- _Exercise directions_: Turn the rows, from the line containing "Find the power" through the end of the rows, into a Markdown table with the columns "No." and "Line". Number each line and leave out blank lines.

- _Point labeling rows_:
----------------

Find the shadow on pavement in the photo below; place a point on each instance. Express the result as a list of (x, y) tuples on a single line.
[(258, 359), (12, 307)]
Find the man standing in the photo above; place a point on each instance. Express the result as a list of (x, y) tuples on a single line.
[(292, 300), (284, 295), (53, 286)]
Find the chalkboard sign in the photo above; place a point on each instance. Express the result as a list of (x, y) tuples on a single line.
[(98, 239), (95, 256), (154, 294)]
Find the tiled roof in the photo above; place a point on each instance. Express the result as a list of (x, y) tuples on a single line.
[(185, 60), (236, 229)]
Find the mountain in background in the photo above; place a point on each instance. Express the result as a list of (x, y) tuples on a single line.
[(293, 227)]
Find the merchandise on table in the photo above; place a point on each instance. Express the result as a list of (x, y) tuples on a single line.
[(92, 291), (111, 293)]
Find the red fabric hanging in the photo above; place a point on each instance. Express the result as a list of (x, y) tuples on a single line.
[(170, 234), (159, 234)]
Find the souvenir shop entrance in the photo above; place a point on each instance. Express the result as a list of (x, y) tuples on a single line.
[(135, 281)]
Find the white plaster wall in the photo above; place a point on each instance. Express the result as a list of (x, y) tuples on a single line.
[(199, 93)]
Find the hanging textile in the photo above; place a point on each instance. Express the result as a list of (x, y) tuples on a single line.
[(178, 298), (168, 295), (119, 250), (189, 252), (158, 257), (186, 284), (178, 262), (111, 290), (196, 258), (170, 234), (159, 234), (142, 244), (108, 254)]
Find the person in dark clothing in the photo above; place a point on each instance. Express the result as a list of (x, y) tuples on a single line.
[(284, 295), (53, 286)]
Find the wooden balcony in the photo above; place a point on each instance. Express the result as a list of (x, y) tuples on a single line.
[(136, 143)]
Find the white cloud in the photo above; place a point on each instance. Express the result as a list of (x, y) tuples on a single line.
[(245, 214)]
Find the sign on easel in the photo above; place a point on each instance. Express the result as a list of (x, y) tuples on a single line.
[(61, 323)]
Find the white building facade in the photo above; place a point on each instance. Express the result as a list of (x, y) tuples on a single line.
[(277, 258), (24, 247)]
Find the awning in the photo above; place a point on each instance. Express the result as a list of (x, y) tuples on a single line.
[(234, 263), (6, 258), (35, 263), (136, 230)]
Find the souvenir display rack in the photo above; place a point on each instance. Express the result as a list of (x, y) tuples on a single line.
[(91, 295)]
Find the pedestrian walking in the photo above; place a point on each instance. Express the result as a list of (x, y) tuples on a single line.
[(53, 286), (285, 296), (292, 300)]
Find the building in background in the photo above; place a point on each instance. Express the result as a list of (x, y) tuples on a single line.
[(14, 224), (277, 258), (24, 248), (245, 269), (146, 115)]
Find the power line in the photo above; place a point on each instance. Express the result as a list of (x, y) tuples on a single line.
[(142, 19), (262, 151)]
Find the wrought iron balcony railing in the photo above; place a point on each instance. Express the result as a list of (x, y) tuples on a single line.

----------------

- _Correct response_:
| No. | Line |
|---|---|
| 1 | Find the power line in the photo above; place a point on each instance. Express the result as a list of (x, y) tuples on a single line. |
| 2 | [(142, 19), (262, 151)] |
| 3 | Find the wrought iron balcony railing in the photo above; place a point on each instance. Express the result as a list of (x, y) tuples on a single line. |